- _Exercise goal_
Copy the records starting at the line that contains "of the polka" and ending at the end of the records, substituting "boundary" for "outline" and leaving everything else unchanged.

- _Exercise material_

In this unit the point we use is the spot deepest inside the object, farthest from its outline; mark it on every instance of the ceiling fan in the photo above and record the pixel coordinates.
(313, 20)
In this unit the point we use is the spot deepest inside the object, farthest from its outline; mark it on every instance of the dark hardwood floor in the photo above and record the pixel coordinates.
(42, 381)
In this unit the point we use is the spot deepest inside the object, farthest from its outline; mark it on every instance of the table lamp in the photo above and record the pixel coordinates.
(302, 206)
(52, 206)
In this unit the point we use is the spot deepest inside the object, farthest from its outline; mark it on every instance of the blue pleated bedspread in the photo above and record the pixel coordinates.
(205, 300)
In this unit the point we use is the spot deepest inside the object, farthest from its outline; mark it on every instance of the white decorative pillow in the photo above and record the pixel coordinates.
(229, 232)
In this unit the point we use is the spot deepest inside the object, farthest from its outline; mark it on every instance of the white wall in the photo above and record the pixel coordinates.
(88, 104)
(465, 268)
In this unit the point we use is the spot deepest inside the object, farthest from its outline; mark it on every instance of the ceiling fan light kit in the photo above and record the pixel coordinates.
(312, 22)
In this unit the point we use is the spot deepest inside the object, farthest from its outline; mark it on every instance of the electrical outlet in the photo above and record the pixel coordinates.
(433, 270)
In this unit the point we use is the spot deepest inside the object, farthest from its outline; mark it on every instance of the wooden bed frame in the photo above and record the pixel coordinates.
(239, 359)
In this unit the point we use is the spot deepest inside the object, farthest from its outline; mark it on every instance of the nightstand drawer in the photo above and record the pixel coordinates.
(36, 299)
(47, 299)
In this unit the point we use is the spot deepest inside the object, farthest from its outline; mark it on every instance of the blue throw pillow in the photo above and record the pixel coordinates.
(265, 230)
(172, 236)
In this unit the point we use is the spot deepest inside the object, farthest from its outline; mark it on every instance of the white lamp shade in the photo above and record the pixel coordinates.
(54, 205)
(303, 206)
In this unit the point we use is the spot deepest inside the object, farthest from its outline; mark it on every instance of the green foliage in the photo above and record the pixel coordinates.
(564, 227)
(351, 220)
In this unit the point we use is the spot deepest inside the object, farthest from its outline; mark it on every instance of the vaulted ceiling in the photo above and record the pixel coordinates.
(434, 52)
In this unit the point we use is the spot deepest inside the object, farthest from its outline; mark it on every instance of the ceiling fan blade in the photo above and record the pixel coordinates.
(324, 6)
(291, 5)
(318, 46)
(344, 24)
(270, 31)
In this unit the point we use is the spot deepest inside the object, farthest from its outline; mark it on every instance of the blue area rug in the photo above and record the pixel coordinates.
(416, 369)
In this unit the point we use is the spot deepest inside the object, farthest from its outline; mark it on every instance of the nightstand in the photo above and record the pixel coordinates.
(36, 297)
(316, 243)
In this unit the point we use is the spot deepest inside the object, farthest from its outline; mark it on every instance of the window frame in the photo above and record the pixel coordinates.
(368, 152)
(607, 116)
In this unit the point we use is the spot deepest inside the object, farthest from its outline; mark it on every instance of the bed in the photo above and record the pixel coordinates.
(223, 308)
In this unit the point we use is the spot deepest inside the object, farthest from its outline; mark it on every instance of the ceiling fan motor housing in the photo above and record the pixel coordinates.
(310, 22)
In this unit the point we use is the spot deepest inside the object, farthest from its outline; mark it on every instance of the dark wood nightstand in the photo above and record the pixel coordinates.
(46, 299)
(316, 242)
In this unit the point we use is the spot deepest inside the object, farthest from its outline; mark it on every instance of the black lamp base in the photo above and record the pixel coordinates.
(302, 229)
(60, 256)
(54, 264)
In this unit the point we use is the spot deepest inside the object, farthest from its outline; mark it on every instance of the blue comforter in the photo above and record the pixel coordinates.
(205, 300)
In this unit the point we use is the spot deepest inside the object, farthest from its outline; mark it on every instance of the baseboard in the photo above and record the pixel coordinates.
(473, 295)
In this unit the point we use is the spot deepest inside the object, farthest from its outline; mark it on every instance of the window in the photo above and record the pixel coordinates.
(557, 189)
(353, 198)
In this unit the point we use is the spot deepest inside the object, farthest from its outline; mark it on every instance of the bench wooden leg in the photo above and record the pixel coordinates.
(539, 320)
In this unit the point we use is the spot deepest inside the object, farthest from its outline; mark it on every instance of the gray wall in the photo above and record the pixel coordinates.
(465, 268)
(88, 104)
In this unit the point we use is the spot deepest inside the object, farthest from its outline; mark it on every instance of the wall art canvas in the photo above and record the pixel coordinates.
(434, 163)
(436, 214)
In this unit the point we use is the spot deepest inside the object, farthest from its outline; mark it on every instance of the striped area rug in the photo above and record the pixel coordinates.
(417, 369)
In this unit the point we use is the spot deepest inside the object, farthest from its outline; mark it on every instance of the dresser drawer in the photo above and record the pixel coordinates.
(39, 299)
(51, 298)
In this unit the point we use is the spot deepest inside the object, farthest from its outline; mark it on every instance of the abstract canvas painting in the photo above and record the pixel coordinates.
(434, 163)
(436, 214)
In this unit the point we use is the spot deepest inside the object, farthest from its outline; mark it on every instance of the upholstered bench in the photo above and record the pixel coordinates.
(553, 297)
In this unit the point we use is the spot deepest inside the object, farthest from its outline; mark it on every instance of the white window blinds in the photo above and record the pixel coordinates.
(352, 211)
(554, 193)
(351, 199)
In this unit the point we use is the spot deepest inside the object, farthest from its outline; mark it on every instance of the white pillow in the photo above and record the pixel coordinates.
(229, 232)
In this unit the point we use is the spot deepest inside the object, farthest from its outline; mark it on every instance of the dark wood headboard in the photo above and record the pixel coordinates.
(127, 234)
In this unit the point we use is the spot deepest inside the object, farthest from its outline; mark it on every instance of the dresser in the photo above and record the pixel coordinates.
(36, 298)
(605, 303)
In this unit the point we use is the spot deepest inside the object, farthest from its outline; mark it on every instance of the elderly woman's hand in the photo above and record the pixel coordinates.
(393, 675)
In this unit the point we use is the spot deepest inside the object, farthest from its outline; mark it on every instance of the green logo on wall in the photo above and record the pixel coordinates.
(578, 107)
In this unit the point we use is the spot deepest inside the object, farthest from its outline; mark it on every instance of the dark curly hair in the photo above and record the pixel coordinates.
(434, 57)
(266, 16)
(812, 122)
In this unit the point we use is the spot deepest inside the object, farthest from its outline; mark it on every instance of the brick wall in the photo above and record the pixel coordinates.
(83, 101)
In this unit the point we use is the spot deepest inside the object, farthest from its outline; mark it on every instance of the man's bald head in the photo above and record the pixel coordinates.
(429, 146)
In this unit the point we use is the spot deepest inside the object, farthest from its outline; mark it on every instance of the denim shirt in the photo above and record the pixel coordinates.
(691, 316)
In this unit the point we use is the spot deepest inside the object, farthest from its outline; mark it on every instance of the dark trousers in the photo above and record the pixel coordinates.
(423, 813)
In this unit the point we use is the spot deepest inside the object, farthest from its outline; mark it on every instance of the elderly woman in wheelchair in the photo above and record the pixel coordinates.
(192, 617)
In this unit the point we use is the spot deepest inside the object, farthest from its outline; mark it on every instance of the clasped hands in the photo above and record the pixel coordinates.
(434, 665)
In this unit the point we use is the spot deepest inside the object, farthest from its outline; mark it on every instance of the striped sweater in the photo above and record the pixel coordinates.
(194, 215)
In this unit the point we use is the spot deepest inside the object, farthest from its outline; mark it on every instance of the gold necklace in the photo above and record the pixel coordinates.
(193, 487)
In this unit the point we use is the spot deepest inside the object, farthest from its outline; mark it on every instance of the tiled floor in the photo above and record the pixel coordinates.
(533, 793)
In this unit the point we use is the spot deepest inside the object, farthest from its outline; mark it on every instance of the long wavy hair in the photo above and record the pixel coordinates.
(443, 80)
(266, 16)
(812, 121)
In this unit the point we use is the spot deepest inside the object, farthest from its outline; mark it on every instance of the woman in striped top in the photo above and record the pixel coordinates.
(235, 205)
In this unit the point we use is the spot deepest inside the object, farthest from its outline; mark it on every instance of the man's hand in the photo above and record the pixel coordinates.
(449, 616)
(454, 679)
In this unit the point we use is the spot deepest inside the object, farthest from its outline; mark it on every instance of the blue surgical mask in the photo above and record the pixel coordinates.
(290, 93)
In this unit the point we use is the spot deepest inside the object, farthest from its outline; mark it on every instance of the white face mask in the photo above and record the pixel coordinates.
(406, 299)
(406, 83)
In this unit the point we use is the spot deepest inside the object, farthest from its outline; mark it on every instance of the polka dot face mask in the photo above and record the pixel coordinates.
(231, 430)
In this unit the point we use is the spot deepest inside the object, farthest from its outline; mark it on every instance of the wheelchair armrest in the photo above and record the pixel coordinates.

- _Solution to the exercise_
In this unit the point we use is the spot deepest inside the object, farthest from its boundary; mark it on every instance of the polka dot face mask in the photo above and record the pixel coordinates.
(231, 430)
In this unit the point we use is the spot deepest inside the object, farthest from its boundary; mark it on every instance of the wheelchair armrest in the photo above and record the pixel coordinates.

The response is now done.